DATA TO USE »
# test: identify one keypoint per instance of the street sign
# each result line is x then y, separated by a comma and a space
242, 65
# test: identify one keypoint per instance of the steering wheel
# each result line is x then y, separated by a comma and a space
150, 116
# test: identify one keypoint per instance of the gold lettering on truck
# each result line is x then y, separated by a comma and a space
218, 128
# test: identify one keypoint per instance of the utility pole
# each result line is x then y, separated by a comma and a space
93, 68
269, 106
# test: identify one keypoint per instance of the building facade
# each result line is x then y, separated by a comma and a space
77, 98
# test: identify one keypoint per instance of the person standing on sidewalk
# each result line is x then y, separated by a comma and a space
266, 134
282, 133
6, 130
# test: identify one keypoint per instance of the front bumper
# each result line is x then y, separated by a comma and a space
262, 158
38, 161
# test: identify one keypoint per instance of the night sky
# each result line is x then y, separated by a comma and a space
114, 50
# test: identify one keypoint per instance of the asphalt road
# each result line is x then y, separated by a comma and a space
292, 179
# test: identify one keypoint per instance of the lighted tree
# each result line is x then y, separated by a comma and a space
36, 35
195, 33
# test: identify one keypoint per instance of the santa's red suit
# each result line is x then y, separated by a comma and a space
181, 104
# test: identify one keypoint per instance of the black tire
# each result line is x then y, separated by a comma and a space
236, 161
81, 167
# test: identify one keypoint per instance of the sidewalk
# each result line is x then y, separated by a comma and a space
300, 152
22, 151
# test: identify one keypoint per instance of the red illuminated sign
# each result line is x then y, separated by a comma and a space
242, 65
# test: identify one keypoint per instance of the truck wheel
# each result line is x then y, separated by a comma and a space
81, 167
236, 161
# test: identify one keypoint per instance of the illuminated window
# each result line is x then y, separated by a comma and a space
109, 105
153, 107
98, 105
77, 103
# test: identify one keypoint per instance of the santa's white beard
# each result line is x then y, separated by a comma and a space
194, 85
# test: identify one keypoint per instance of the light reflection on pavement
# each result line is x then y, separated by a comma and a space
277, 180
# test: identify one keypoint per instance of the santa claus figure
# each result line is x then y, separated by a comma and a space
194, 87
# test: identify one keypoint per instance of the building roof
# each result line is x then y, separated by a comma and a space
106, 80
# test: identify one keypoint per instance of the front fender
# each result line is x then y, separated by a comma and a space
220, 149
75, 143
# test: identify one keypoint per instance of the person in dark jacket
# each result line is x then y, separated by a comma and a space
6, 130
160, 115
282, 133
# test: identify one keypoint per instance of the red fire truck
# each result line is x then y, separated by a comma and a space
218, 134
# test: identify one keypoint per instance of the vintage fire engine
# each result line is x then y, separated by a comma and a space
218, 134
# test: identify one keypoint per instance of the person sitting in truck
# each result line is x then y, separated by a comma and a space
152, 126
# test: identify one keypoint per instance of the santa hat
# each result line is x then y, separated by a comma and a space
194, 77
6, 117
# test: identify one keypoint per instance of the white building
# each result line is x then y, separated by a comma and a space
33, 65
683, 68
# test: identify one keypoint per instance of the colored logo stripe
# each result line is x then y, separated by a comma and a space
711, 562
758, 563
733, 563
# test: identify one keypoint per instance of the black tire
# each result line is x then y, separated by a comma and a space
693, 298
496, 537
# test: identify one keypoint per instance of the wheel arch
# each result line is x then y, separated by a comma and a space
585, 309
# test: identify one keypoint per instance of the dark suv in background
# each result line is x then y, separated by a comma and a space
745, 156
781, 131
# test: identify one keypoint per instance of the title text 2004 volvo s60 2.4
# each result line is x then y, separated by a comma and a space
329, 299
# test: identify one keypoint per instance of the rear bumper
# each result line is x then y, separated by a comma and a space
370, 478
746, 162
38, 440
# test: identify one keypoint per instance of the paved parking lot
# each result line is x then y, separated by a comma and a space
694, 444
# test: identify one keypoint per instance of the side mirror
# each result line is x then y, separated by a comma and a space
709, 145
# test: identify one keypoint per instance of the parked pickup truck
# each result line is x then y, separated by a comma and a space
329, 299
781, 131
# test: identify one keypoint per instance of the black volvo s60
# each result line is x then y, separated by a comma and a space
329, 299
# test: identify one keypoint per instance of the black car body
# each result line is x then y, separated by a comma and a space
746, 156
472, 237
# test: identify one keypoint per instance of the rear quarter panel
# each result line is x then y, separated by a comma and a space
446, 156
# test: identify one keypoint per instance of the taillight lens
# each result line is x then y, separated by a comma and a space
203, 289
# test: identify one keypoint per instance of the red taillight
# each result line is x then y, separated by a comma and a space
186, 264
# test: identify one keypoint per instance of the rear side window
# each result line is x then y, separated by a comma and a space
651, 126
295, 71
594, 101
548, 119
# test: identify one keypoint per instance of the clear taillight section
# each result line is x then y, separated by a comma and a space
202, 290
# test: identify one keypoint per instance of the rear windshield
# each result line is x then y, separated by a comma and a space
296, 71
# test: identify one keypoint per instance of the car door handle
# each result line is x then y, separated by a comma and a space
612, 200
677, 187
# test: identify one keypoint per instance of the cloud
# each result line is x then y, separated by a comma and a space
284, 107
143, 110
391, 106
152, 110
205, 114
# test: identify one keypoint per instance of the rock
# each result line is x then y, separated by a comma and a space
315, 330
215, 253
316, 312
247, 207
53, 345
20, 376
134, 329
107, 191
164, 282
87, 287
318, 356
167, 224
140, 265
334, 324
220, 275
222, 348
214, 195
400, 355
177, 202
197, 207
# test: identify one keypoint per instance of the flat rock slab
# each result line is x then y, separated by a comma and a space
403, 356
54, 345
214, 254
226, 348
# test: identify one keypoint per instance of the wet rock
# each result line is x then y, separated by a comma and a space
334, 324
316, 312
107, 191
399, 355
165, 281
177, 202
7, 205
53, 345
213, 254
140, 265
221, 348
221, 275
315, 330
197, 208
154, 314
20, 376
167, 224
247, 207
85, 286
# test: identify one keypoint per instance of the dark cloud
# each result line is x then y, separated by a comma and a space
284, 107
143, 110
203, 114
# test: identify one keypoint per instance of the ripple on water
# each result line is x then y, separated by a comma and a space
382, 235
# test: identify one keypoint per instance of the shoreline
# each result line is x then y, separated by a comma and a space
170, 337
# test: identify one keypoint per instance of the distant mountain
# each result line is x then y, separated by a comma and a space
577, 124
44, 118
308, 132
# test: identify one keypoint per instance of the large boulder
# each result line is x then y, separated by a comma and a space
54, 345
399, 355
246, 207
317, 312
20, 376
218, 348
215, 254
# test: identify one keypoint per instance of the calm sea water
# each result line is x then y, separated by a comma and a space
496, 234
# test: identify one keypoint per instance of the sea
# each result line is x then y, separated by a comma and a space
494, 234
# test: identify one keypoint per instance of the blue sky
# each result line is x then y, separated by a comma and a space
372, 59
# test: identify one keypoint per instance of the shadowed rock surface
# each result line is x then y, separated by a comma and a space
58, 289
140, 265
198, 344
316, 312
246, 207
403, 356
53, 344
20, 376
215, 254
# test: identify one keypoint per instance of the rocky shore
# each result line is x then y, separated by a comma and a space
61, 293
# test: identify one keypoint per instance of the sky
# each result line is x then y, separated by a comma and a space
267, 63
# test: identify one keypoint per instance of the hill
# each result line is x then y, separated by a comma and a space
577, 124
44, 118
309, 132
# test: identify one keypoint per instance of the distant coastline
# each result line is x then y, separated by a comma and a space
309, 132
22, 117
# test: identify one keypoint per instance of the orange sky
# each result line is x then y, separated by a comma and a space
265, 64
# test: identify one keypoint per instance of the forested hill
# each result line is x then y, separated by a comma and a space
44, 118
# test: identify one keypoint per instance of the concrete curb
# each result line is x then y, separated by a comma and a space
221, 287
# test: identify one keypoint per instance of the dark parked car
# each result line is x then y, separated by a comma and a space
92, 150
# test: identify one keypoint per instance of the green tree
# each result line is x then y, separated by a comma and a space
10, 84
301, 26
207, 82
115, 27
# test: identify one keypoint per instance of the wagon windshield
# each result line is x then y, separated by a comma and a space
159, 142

ACTIVITY »
All lines carrying the word "sidewalk" must be copied from the data above.

RESPONSE TO THIS EXERCISE »
# test: identify one keypoint per instance of the person standing on sidewalk
# test: identify one keypoint per instance of the sidewalk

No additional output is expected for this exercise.